*Task details*. From the line containing "is: caterpillar head." to the last line of the records, please reproduce every line exactly and nothing more.

•••

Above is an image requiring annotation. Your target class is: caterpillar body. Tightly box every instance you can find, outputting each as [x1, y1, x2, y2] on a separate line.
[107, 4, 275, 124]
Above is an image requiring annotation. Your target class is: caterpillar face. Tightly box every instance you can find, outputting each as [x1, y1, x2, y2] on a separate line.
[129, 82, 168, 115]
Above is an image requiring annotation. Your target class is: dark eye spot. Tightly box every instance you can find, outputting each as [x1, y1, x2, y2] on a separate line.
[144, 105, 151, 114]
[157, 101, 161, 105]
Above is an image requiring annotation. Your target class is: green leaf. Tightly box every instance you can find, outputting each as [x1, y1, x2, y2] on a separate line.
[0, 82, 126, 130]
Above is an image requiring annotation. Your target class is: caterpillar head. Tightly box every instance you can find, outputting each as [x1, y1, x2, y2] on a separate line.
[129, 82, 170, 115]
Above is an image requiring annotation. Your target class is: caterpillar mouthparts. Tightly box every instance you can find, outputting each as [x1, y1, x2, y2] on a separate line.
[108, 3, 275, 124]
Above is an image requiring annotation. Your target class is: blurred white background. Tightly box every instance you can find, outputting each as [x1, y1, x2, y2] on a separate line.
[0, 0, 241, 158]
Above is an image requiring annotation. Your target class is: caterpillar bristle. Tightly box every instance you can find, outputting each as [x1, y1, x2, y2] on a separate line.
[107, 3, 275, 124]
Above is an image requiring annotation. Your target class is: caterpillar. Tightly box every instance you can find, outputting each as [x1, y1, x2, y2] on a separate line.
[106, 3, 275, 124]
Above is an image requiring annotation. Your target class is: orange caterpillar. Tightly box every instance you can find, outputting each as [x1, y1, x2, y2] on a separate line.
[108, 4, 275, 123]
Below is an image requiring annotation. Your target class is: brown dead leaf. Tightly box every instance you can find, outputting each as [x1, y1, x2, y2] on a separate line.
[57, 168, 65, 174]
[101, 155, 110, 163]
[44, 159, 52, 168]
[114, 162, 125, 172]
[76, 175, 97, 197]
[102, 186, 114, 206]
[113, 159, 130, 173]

•••

*Response to the exercise*.
Above is an image requiring annotation. Your target class is: caterpillar head. Tightly box every instance you can find, outputting each as [x1, y1, x2, y2] on a separate line.
[129, 82, 170, 115]
Above is an image requiring annotation. Your target class is: caterpillar mouthparts. Tightly box every instance you can find, outputting each as [x1, y1, x2, y2] on a separate line.
[108, 3, 275, 124]
Above is an image requiring annotation. Your target class is: blurred white background. Tightly box every instance you can find, outputting each as [x1, y1, x2, y2] on a separate line.
[0, 0, 241, 158]
Above is an image requiring annotation. Your target class is: caterpillar bristle. Tightly box every instance you can find, outputting each as [x1, y1, x2, y2] on a separate line.
[107, 3, 275, 124]
Above is an image requiring annotation. Your target class is: caterpillar. Tightly box every instance you can find, outputting each as [x1, y1, x2, y2] on a separate line.
[106, 3, 275, 124]
Above is an image requiring annotation. Your target class is: orange caterpillar. Tightly box every instance you can find, outputting each as [x1, y1, x2, y2] on a separate line.
[108, 4, 275, 123]
Below is an image requiring annotation. Your target class is: brown dead leaf. Tightly box every instance you can find, outputting each as [x1, y1, x2, y2] on a separate line.
[57, 168, 65, 174]
[101, 155, 110, 163]
[44, 159, 52, 168]
[114, 162, 125, 172]
[76, 175, 97, 197]
[102, 186, 114, 206]
[113, 159, 130, 173]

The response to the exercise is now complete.